• [Problem requirements] In these entries, tally the lines where "under" occurs. Respond with only the count.

(Stored data entries)
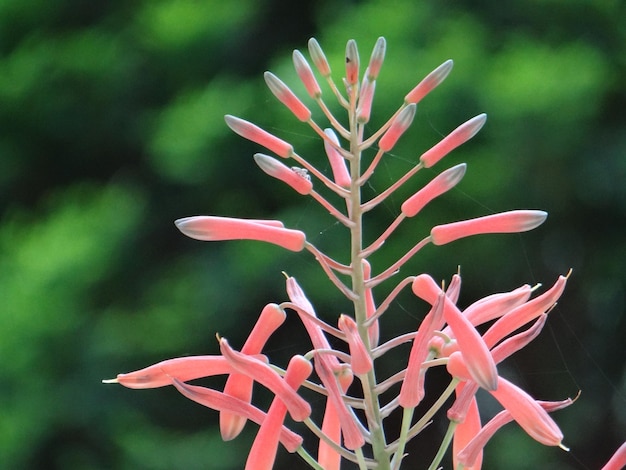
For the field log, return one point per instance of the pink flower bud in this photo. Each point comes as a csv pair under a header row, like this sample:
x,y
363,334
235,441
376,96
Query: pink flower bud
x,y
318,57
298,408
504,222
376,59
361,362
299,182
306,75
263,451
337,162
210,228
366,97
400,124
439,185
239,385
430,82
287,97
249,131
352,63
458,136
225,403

==

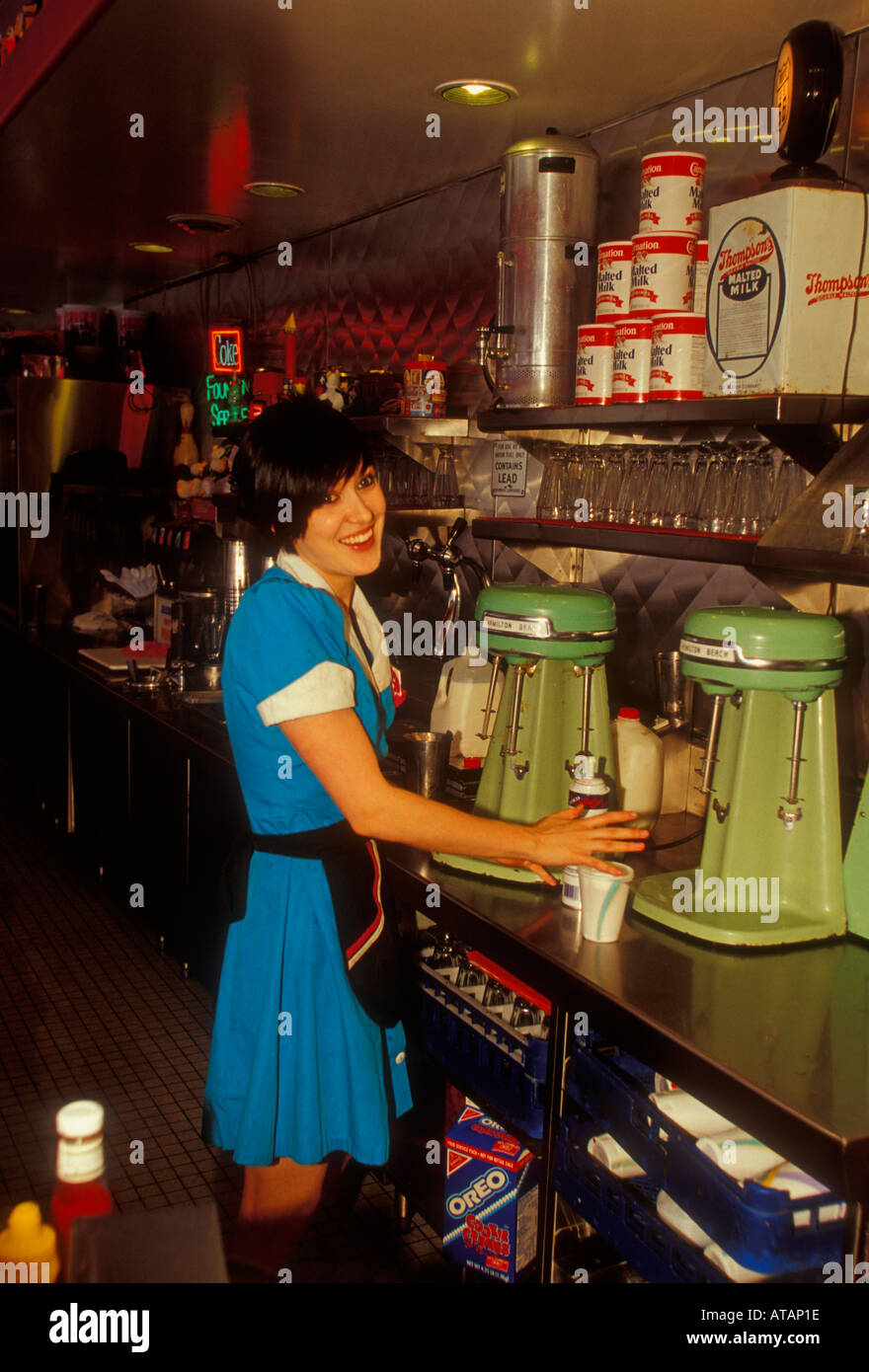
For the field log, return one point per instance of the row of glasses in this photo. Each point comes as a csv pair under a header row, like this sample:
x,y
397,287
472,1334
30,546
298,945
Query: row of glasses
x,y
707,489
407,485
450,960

--

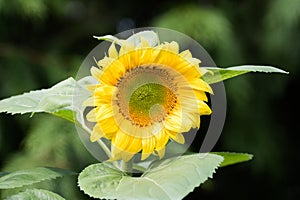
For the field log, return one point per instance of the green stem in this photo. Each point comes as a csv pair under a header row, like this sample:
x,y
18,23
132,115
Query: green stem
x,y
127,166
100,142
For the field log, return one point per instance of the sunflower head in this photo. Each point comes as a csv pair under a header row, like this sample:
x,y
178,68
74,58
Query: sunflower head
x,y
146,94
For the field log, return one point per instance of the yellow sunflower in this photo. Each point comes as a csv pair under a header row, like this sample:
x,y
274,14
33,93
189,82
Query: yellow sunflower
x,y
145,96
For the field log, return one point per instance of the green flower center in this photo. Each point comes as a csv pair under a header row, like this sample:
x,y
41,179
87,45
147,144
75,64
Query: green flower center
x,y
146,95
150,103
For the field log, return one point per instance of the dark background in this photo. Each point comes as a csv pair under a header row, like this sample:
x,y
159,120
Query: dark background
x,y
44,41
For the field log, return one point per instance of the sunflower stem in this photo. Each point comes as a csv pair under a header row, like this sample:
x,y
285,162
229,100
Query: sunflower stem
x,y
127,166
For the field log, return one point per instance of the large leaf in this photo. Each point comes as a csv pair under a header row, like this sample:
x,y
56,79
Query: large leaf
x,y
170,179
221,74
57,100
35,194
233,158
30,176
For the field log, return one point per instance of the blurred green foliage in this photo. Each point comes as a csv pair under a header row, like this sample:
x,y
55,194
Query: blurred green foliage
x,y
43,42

• [Response to this exercise] 10